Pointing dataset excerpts
################

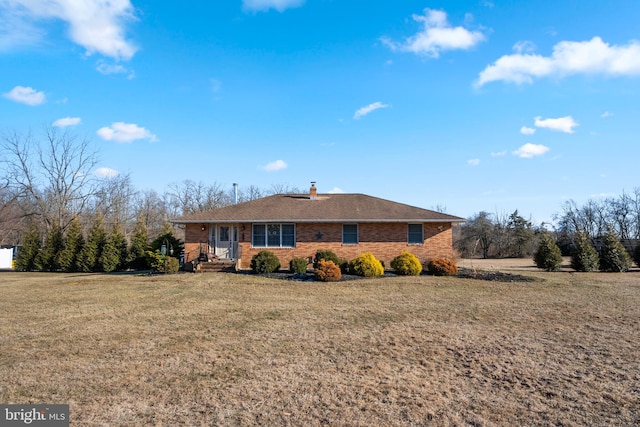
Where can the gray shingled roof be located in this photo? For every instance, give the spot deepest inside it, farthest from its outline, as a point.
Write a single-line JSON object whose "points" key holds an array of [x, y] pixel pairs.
{"points": [[325, 208]]}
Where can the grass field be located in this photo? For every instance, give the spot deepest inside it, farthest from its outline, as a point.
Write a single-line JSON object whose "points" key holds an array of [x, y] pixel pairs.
{"points": [[227, 349]]}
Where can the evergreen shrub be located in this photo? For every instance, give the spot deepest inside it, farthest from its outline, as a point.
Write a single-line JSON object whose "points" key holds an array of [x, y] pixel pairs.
{"points": [[613, 256], [298, 265], [548, 255], [584, 256], [366, 265]]}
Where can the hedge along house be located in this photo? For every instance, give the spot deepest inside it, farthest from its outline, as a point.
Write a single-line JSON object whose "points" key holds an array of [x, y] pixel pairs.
{"points": [[297, 225]]}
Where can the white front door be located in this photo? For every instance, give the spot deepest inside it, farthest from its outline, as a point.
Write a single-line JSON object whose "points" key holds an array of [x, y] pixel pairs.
{"points": [[226, 241]]}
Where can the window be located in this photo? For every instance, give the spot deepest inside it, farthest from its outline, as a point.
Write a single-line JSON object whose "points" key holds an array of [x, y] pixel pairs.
{"points": [[350, 234], [414, 234], [273, 235]]}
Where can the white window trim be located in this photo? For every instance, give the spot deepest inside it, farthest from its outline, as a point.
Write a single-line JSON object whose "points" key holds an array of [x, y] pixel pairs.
{"points": [[421, 237], [357, 234], [266, 235]]}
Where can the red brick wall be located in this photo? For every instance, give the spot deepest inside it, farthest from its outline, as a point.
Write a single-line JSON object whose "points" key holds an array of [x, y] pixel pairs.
{"points": [[384, 240]]}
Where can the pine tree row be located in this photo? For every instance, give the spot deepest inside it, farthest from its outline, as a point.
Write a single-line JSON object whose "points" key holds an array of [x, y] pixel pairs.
{"points": [[98, 252]]}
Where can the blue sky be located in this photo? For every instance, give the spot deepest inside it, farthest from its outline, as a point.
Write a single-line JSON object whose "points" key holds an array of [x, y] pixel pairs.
{"points": [[468, 105]]}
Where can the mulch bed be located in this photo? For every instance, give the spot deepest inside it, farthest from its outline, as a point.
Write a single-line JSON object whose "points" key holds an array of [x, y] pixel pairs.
{"points": [[464, 273]]}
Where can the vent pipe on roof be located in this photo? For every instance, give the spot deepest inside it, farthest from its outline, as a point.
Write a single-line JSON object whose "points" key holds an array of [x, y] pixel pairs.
{"points": [[313, 192]]}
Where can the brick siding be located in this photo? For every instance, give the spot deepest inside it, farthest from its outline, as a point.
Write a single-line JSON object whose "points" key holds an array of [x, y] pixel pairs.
{"points": [[384, 240]]}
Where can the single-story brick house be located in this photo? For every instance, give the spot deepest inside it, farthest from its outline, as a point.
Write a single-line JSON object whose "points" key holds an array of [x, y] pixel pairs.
{"points": [[297, 225]]}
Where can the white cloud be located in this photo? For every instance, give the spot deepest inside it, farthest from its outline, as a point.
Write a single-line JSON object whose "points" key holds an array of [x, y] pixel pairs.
{"points": [[98, 26], [125, 132], [588, 57], [275, 166], [26, 95], [262, 5], [561, 124], [106, 69], [437, 35], [336, 190], [368, 109], [106, 173], [67, 121], [529, 150], [527, 131]]}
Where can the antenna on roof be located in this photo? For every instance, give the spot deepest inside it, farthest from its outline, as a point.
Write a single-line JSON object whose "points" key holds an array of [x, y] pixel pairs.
{"points": [[313, 192]]}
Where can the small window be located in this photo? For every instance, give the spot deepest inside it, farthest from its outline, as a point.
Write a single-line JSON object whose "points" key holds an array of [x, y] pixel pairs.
{"points": [[273, 235], [414, 235], [350, 234], [259, 235]]}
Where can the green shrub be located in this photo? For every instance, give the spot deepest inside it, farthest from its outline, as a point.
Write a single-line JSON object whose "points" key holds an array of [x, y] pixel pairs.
{"points": [[584, 256], [406, 264], [613, 256], [366, 265], [298, 265], [265, 262], [327, 271], [442, 267], [548, 255]]}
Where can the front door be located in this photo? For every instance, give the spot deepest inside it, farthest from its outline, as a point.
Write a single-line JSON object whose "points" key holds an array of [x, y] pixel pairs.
{"points": [[227, 241]]}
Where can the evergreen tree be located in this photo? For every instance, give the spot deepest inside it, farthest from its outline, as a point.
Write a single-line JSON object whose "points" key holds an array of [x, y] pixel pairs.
{"points": [[522, 233], [73, 245], [548, 255], [89, 256], [136, 258], [613, 256], [49, 257], [28, 252], [114, 253], [584, 256], [173, 245]]}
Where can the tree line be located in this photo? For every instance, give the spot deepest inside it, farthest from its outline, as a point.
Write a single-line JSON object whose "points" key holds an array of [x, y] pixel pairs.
{"points": [[595, 223], [66, 218]]}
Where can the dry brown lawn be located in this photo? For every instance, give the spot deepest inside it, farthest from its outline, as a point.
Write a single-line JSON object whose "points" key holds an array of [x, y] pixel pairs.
{"points": [[227, 349]]}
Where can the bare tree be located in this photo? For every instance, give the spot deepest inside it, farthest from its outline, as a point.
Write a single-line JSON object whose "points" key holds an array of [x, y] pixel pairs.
{"points": [[190, 197], [51, 178]]}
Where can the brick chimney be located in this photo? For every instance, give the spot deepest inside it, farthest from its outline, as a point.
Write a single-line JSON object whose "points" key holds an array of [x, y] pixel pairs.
{"points": [[313, 192]]}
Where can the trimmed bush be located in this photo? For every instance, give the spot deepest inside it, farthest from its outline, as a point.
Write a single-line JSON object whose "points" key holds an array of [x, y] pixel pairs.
{"points": [[265, 262], [584, 256], [366, 265], [298, 265], [548, 255], [442, 267], [406, 264], [327, 255], [327, 271], [613, 256]]}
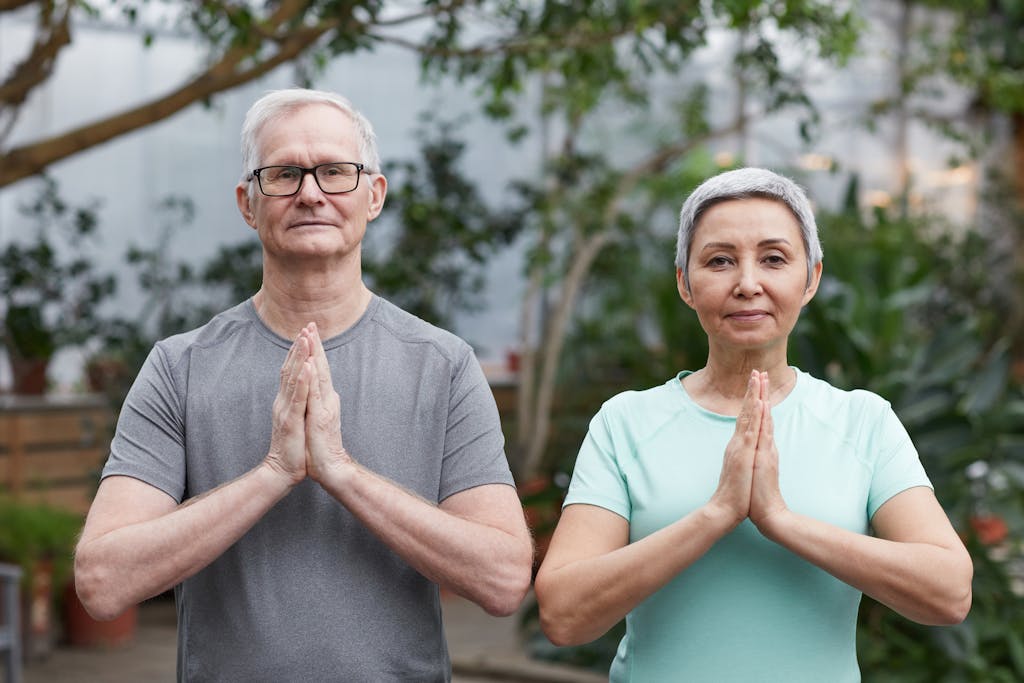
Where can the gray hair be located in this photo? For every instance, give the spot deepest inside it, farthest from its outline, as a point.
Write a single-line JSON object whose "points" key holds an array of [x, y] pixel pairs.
{"points": [[276, 103], [747, 183]]}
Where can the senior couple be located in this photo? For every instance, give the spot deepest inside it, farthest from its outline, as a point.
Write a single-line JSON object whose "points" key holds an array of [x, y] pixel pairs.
{"points": [[306, 469]]}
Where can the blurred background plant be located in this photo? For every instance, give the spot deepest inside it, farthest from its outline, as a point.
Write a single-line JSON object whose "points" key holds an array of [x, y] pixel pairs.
{"points": [[50, 291], [924, 311]]}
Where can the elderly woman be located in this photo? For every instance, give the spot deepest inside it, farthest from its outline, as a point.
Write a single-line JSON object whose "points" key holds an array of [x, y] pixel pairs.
{"points": [[735, 514]]}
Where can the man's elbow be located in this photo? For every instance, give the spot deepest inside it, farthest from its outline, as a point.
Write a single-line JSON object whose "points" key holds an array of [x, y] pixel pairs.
{"points": [[504, 599], [94, 589]]}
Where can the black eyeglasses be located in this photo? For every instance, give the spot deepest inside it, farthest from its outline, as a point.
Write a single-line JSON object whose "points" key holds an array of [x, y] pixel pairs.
{"points": [[333, 178]]}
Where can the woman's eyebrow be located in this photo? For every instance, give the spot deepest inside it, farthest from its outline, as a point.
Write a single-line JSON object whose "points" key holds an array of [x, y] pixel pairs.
{"points": [[728, 245]]}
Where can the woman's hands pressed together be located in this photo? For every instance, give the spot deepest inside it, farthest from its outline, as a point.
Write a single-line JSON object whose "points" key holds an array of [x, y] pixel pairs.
{"points": [[748, 486]]}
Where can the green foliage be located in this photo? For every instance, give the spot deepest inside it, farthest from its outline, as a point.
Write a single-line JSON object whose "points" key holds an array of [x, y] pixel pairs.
{"points": [[50, 292], [34, 531], [432, 261]]}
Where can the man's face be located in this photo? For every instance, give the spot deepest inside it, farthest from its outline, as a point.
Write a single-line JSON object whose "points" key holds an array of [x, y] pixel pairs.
{"points": [[311, 223]]}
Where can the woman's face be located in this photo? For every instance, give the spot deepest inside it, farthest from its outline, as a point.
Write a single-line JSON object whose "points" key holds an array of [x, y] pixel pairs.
{"points": [[748, 271]]}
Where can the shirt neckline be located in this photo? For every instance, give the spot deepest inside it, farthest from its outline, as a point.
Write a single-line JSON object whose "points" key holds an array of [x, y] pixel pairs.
{"points": [[342, 338], [784, 407]]}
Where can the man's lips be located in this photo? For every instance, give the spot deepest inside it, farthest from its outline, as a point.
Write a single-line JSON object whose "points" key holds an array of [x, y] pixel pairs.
{"points": [[309, 222]]}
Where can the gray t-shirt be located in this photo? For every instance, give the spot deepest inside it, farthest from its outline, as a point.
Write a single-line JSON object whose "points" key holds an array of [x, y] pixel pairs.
{"points": [[308, 594]]}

################

* **TO DO**
Locate the line with "Where can the woman's face" in the entries above; extract it and every line after it, verbatim.

* **FULL OUTPUT**
Where can the woman's face be located in this photo? For every instance, give the spot deepest inside it, farthest from its outline, as a point.
Write a single-line JSON object whose "points" key holds an array of [x, y] pixel pairs.
{"points": [[748, 271]]}
Where can the shirt neckline be located in this photo? For every instance, give the spot deepest inside it, farthest from its outline, as a point.
Write a single-line JSON object whose "points" key holds an array of [x, y] pixel pairs.
{"points": [[342, 338], [784, 407]]}
Where can the man's lips be located in this photo? For every instance, give the spot deepest inside it, farthest from its outline, as a point.
Write a single-line JSON object whose "points" key holds an array of [x, y] pixel pairs.
{"points": [[309, 222]]}
Where can the gray t-shirt be located in this photo? For every instance, give the spot deepest inside it, farthest from its outline, as a point.
Write a single-line JSON object whose "points" key holds an array of [x, y] pixel pairs.
{"points": [[308, 594]]}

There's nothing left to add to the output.